TASK REQUIREMENTS =
From the line that contains "One keypoint belongs on each instance. Indicate the pen" to the final line of the entries below, write out every line exactly as it appears, and nothing else.
━━ EXCERPTED DATA
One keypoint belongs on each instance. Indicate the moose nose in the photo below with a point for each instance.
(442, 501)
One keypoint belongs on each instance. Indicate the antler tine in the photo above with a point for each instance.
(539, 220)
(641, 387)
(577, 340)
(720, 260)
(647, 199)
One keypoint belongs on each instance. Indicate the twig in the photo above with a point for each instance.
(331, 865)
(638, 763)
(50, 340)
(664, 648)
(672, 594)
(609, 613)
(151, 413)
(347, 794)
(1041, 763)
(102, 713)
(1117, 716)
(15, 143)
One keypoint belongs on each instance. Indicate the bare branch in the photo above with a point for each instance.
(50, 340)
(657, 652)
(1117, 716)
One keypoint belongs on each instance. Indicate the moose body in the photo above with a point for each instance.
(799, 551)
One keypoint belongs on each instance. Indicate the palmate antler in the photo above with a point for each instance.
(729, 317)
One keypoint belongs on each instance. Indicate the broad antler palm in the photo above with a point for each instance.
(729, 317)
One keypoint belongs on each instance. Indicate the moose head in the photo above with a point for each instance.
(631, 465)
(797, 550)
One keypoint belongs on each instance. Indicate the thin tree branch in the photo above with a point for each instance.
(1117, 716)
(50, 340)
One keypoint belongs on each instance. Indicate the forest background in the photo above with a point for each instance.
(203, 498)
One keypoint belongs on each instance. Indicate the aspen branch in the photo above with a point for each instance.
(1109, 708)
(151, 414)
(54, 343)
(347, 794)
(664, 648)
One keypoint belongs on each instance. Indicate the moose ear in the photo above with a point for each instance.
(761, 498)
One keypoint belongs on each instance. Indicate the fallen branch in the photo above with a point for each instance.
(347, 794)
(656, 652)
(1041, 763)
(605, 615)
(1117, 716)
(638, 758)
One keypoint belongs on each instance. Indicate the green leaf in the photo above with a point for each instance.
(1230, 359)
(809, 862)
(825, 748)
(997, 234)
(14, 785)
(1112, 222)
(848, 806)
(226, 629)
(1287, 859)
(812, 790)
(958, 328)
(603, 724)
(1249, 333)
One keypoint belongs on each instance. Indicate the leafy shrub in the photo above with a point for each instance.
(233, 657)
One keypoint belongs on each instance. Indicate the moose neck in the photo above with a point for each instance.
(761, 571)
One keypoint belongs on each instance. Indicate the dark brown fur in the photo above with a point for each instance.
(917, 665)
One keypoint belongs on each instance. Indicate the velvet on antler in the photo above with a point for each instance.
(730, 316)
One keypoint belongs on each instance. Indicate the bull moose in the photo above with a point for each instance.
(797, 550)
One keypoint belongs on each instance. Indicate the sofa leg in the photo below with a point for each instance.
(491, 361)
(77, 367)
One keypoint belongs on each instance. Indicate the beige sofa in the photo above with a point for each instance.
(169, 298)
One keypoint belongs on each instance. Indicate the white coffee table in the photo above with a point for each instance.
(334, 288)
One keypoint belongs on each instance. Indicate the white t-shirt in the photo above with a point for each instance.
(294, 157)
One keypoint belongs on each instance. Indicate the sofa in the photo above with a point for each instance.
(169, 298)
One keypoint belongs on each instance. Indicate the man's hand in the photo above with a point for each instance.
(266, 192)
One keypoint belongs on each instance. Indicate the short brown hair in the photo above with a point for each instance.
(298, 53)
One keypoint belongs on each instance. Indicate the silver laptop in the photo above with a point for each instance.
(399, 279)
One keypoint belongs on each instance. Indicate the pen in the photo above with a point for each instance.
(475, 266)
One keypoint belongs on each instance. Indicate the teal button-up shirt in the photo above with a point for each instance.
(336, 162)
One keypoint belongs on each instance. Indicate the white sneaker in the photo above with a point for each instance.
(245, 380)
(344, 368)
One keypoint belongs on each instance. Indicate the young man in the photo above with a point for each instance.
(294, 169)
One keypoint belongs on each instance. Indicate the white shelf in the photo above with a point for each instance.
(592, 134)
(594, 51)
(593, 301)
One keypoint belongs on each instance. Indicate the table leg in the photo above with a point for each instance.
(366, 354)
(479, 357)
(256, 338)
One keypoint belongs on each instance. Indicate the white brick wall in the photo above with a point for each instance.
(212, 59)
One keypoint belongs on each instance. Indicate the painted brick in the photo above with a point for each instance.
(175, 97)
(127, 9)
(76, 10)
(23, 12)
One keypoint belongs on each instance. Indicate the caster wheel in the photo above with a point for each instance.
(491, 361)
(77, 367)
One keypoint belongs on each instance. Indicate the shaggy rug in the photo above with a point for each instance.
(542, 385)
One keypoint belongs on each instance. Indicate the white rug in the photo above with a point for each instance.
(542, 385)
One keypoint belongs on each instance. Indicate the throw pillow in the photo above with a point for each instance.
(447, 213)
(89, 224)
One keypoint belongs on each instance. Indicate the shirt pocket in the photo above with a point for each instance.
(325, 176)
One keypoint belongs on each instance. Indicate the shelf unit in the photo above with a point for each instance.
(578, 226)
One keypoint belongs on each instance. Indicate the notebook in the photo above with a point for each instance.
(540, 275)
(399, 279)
━━━━
ANSWER SPACE =
One keypoint belongs on each instance. Indicate the pen in the photo above with a point for each instance.
(475, 266)
One keypoint belongs on each instance. Indicate the teal button-up shirt in the photo above with a point for each instance.
(336, 162)
One keypoint belongs on each instance. Indicate the white sneaker in the photo above with a point for each instance.
(245, 380)
(344, 368)
One keypoint belongs on each instance. Indicate the young man in the photo above with a point for each instance.
(294, 169)
One keypoint belongs on each instance. Indicate the white shelf in the photo above with a point for each instance.
(592, 134)
(594, 51)
(593, 301)
One keypoint belongs on each instance. Indicate the table leg in the photo above with a point for each instance.
(366, 354)
(479, 357)
(256, 338)
One keypoint belongs on each instance. Indicate the white brick wall in the photo above with a point for each instance.
(212, 59)
One keypoint belongs on each instance. Indicate the painted brick in the photo above with a point for each instance.
(175, 97)
(127, 9)
(76, 10)
(23, 12)
One keypoint belongs on each instance. Indicate the caster wheel in the photo above with a point for each instance.
(491, 361)
(77, 367)
One keypoint belongs on each instance. Indicate the shaggy rug in the photo above with a point for each instance.
(542, 385)
One keypoint belongs on each instance. Indicate the white rug in the photo above with a point for each instance.
(542, 385)
One keypoint belongs on each instance. Indicate the throw pillow in the photo above with a point for each instance.
(447, 213)
(89, 224)
One keypoint belongs on each instance. Indicate the shirt pocket in the photo above with a point for each instance.
(325, 176)
One keypoint belongs on each instance. Indicate the shelf unit in the photo above with a point for each instance.
(578, 226)
One keypoint belongs on each instance. Indicate the notebook in the photo above with a point for each instance.
(540, 275)
(399, 279)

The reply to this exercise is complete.